- Extracted entries
....

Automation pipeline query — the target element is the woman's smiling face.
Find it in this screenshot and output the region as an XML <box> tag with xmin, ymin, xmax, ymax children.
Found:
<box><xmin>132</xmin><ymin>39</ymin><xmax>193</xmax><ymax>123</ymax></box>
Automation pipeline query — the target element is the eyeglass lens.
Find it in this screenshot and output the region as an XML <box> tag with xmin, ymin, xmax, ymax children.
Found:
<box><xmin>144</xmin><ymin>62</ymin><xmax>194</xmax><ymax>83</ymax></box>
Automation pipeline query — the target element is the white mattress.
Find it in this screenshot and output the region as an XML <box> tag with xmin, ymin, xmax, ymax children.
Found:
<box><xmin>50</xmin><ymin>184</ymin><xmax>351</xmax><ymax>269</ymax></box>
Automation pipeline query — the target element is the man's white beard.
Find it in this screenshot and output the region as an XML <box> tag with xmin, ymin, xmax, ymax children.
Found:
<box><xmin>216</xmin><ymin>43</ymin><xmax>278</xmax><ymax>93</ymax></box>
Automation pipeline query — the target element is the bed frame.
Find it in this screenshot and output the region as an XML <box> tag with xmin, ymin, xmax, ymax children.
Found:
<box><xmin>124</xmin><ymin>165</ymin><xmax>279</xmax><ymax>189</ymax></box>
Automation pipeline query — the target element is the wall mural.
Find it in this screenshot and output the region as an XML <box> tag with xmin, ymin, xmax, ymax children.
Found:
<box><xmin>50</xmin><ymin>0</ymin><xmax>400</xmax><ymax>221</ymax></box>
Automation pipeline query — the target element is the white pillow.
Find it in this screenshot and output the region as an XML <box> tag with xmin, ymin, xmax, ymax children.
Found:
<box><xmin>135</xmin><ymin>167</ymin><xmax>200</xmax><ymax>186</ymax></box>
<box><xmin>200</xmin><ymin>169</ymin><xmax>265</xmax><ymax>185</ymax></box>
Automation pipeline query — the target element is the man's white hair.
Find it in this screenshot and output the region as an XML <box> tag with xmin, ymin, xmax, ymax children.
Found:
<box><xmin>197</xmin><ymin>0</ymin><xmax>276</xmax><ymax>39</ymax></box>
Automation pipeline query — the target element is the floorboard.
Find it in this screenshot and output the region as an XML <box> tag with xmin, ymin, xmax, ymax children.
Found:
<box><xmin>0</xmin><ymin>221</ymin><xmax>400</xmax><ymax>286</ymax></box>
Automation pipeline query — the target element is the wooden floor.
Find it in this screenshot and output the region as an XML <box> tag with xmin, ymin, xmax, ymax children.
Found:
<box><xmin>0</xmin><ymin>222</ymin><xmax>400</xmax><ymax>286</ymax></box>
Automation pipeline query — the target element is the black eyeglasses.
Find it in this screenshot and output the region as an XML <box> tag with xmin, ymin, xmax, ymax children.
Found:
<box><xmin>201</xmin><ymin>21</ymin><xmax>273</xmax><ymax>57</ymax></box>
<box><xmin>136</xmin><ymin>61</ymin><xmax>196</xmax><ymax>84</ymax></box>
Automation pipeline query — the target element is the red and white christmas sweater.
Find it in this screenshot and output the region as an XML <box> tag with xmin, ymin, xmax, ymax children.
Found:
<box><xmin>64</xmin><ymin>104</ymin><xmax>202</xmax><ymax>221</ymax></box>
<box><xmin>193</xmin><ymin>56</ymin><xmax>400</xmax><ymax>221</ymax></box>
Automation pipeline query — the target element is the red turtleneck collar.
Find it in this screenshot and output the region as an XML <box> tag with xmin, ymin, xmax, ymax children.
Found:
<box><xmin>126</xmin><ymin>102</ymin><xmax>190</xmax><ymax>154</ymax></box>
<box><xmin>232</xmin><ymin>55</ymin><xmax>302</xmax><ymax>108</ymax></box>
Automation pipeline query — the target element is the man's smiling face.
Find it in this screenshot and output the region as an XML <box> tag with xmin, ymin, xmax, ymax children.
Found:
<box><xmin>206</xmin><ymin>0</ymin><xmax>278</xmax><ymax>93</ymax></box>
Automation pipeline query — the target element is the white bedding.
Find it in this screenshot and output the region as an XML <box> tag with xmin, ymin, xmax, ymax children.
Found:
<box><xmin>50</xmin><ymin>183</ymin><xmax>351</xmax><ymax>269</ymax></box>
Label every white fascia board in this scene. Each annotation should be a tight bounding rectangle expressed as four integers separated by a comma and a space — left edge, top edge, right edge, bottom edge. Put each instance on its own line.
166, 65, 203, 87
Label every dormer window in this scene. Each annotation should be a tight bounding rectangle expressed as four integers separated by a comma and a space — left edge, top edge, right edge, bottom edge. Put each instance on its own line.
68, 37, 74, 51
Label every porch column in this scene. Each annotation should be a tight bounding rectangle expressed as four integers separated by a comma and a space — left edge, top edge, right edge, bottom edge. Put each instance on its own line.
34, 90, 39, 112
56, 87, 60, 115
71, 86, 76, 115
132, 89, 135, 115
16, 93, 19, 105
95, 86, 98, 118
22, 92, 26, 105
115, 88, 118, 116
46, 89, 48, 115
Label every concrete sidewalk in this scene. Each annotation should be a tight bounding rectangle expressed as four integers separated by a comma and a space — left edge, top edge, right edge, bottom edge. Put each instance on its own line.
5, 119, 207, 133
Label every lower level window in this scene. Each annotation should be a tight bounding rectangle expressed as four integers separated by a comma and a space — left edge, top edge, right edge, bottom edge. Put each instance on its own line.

....

- Task description
Copy all of the records above word for word, with nothing changed.

- Solution for this problem
Automation pipeline query — the target element is the woman's smiling face.
Find it in this screenshot and output the region as an XML <box> tag with xmin, ymin, xmax, ymax children.
Found:
<box><xmin>132</xmin><ymin>39</ymin><xmax>193</xmax><ymax>123</ymax></box>
Automation pipeline query — the target element is the eyeglass lens.
Find it in this screenshot and output the region as an XML <box> tag with xmin, ymin, xmax, ymax children.
Found:
<box><xmin>144</xmin><ymin>62</ymin><xmax>194</xmax><ymax>83</ymax></box>
Automation pipeline query — the target element is the white mattress.
Find it in this screenshot and output the region as an XML <box> tag with xmin, ymin, xmax, ymax children.
Found:
<box><xmin>50</xmin><ymin>184</ymin><xmax>351</xmax><ymax>269</ymax></box>
Automation pipeline query — the target element is the man's white beard.
Find it in this screenshot and output the region as an XML <box> tag with xmin, ymin, xmax, ymax children.
Found:
<box><xmin>216</xmin><ymin>43</ymin><xmax>278</xmax><ymax>93</ymax></box>
Automation pipeline query — the target element is the bed frame.
Find it in this screenshot and output the region as an XML <box> tag with xmin, ymin, xmax, ymax children.
Found:
<box><xmin>124</xmin><ymin>165</ymin><xmax>279</xmax><ymax>189</ymax></box>
Automation pipeline query — the target element is the wall mural.
Find it in this screenshot and output the region as an XML <box> tag with xmin, ymin, xmax, ymax children.
Found:
<box><xmin>50</xmin><ymin>0</ymin><xmax>400</xmax><ymax>221</ymax></box>
Automation pipeline query — the target element is the white pillow.
Find it in this screenshot and output the region as an XML <box> tag with xmin, ymin, xmax, ymax children.
Found:
<box><xmin>135</xmin><ymin>167</ymin><xmax>200</xmax><ymax>186</ymax></box>
<box><xmin>200</xmin><ymin>169</ymin><xmax>265</xmax><ymax>185</ymax></box>
Automation pipeline query — the target element is the man's white hair.
Find it in this screenshot and output the region as an XML <box> tag with xmin, ymin, xmax, ymax children.
Found:
<box><xmin>197</xmin><ymin>0</ymin><xmax>276</xmax><ymax>39</ymax></box>
Automation pipeline query — the target element is the floorboard.
Find it in this screenshot and output the region as an XML <box> tag with xmin, ymin, xmax, ymax children.
Found:
<box><xmin>0</xmin><ymin>221</ymin><xmax>400</xmax><ymax>286</ymax></box>
Automation pipeline query — the target element is the wooden floor.
Find it in this screenshot and output the region as an XML <box> tag with xmin, ymin, xmax, ymax children.
Found:
<box><xmin>0</xmin><ymin>222</ymin><xmax>400</xmax><ymax>286</ymax></box>
Automation pipeline query — the target element is the black eyeglasses.
Find it in this screenshot and output the region as an XML <box> tag with xmin, ymin, xmax, ymax children.
Found:
<box><xmin>201</xmin><ymin>21</ymin><xmax>273</xmax><ymax>57</ymax></box>
<box><xmin>136</xmin><ymin>61</ymin><xmax>196</xmax><ymax>84</ymax></box>
Automation pipeline query — the target element is the red and white christmas sweater.
Find it in this screenshot and output the region as an XML <box> tag with xmin, ymin, xmax, ymax children.
Found:
<box><xmin>64</xmin><ymin>104</ymin><xmax>202</xmax><ymax>221</ymax></box>
<box><xmin>193</xmin><ymin>56</ymin><xmax>400</xmax><ymax>221</ymax></box>
Automation pipeline query — the target element is the red turtleneck collar.
Find it in this screenshot and output the region as an XML <box> tag with xmin, ymin, xmax, ymax children.
Found:
<box><xmin>126</xmin><ymin>102</ymin><xmax>190</xmax><ymax>154</ymax></box>
<box><xmin>232</xmin><ymin>55</ymin><xmax>302</xmax><ymax>108</ymax></box>
Automation pipeline query — the target element is the man's smiling face.
Find it in this screenshot and output the region as an XML <box> tag with xmin, ymin, xmax, ymax children.
Found:
<box><xmin>206</xmin><ymin>0</ymin><xmax>278</xmax><ymax>93</ymax></box>
Automation pipeline query — the target element is the white bedding.
Find it in this screenshot and output the region as an XML <box> tag with xmin, ymin, xmax, ymax children.
Found:
<box><xmin>50</xmin><ymin>183</ymin><xmax>351</xmax><ymax>269</ymax></box>
Label every white fascia board in this scene. Each annotation should be a tight bounding rectangle expressed as four integers separated by a comma and a space — left edge, top edge, right edge, bottom edge. Put each instance on its own line.
166, 65, 203, 87
Label every dormer window in this scene. Each annotation should be a tight bounding rectangle expressed as four integers separated by a comma and a space — left edge, top edge, right edge, bottom edge. Put each instance on its own line.
68, 37, 74, 51
Label every porch column in this scene. Each annotation should be a tight bounding rectangle expressed as four integers separated by a comma and a space — left edge, top edge, right edge, bottom edge. Put each instance on its own line.
34, 90, 39, 112
56, 87, 60, 115
71, 86, 76, 115
132, 89, 135, 115
16, 93, 19, 105
95, 86, 98, 118
22, 92, 26, 105
115, 88, 118, 116
46, 89, 48, 115
Label every concrete sidewalk in this scene. Each annotation should be a tight bounding rectangle expressed as four integers separated by a comma and a space — left edge, top edge, right edge, bottom edge. Put each instance on its own line.
5, 119, 207, 133
Label every lower level window in this scene. Each annotation should be a tight bounding rectangle expressed as four integers separated by a comma and a space — left edge, top edge, right edge, bottom edge. Put each instance on its own line.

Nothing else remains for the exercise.